* [Short task] Reproduce, word for word, every line of the material below, from the line containing "Where can the suit" down to the last line of the material.

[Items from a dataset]
╭──

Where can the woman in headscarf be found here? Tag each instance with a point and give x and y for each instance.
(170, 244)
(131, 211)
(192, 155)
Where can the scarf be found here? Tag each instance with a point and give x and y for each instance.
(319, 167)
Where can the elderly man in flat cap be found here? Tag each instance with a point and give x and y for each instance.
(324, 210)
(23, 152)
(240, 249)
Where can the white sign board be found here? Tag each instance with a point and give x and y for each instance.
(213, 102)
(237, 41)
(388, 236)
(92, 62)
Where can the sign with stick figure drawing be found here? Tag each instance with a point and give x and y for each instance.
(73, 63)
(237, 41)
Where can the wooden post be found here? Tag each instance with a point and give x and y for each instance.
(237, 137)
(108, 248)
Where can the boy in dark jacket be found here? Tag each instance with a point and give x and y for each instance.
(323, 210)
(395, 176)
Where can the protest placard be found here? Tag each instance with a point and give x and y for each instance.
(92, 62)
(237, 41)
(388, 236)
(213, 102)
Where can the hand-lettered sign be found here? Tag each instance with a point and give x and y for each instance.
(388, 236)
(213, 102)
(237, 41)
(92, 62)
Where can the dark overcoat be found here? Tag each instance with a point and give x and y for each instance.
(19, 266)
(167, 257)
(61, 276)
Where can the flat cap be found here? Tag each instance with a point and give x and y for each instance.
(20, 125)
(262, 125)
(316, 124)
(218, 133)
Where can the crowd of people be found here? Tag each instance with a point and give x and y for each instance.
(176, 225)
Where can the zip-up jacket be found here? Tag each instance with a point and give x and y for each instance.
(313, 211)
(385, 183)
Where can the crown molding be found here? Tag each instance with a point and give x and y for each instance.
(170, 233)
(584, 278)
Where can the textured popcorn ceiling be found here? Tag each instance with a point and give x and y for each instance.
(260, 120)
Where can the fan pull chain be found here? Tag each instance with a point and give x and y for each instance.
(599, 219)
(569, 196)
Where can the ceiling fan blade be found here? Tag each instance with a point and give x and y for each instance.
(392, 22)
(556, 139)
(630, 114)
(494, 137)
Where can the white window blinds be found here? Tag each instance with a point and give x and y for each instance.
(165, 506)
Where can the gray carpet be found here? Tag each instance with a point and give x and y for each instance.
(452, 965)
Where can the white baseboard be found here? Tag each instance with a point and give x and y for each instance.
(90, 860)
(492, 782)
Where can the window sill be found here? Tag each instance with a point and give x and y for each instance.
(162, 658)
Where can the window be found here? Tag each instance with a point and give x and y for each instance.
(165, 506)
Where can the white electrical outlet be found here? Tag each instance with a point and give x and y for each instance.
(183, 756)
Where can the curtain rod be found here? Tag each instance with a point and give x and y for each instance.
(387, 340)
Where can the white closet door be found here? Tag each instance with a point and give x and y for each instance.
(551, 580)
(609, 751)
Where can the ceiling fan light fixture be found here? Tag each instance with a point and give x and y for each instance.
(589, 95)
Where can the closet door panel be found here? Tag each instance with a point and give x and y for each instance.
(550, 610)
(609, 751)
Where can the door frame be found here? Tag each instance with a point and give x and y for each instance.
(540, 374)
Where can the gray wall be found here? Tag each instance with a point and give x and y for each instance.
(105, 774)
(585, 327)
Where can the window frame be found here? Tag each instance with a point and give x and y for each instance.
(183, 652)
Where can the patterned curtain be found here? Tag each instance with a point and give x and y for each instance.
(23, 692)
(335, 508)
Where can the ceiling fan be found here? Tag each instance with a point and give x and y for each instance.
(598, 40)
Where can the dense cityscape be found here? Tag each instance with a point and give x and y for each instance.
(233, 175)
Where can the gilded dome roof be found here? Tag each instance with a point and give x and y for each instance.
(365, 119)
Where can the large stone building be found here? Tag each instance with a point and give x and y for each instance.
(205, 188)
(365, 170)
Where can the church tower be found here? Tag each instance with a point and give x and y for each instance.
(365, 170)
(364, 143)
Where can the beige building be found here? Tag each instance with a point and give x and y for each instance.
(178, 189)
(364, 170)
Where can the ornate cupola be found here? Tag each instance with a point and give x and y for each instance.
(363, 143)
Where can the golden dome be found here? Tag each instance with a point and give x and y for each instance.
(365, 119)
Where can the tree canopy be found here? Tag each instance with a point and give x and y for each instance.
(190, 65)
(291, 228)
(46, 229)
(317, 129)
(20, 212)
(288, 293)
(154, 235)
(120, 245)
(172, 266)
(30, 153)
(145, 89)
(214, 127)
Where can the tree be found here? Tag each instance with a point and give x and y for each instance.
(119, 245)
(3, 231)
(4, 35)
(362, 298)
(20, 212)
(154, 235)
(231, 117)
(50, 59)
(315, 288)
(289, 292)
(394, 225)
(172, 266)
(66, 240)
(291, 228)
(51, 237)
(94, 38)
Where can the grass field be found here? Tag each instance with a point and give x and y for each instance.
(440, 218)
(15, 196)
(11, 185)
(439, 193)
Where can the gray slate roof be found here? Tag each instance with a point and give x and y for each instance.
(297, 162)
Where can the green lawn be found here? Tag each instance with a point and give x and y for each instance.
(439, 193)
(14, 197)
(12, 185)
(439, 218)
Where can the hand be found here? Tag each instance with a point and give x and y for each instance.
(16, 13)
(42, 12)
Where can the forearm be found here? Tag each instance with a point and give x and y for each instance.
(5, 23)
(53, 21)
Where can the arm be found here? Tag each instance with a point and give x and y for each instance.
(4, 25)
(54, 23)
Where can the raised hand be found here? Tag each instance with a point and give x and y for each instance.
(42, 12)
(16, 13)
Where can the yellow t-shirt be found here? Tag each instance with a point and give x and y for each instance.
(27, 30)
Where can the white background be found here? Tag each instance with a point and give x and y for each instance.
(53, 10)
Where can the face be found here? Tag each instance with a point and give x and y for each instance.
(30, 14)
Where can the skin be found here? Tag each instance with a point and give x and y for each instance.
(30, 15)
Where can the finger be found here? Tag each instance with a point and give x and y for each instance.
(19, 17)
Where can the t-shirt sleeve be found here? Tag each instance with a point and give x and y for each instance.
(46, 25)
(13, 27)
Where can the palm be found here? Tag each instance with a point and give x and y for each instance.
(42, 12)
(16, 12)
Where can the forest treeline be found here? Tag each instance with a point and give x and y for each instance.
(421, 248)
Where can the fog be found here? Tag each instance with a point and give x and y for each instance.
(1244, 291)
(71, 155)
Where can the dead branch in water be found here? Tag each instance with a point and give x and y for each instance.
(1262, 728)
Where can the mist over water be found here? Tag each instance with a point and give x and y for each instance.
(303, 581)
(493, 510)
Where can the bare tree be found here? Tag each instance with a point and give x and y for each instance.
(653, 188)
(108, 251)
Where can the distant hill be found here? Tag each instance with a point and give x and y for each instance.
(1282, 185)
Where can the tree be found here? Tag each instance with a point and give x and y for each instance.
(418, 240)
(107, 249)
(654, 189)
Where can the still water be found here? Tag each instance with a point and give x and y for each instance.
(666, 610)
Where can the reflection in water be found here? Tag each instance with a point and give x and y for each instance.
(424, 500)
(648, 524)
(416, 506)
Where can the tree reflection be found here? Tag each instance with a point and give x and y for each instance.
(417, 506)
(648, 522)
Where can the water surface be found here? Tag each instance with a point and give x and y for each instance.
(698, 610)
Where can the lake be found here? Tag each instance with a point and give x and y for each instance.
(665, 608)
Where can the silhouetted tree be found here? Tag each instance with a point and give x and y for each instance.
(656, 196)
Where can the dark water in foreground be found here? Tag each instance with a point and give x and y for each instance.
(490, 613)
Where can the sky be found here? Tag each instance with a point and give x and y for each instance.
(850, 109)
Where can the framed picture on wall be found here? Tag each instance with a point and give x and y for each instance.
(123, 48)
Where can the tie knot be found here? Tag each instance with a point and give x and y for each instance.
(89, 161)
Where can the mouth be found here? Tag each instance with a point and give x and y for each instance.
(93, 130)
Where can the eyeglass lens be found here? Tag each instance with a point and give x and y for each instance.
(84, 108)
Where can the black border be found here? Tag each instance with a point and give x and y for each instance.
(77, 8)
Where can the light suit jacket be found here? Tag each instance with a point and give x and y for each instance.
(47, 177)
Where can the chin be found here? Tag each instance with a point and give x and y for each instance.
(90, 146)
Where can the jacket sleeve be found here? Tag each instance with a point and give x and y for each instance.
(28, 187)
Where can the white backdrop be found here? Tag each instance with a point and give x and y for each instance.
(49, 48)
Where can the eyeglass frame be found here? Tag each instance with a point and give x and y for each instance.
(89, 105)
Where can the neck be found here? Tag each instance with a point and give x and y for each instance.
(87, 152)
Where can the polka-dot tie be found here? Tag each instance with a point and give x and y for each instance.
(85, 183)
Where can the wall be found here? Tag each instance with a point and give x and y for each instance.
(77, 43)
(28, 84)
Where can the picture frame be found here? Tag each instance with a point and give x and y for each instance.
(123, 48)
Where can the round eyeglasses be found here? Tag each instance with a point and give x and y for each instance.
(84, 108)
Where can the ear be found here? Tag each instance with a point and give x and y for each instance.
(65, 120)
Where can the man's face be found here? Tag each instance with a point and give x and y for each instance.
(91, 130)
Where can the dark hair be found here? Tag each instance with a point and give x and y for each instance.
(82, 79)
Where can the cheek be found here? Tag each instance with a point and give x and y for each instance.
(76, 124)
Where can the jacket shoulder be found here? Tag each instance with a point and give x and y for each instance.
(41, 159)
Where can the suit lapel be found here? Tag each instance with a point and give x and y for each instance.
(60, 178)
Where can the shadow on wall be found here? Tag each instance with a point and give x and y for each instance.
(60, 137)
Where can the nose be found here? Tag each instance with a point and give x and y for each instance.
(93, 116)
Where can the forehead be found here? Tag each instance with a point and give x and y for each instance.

╰──

* [Task solution]
Where can the suit lapel be found here? Tag each instance with a point and give x and y for each instance.
(60, 178)
Where can the shadow on wall be found here? Tag each instance with a point and give x and y for each instance.
(60, 137)
Where can the nose be found here? Tag each instance with a point and give x and y for each instance.
(93, 116)
Where can the forehead be found here? Tag each instance with a point and give x and y for each instance.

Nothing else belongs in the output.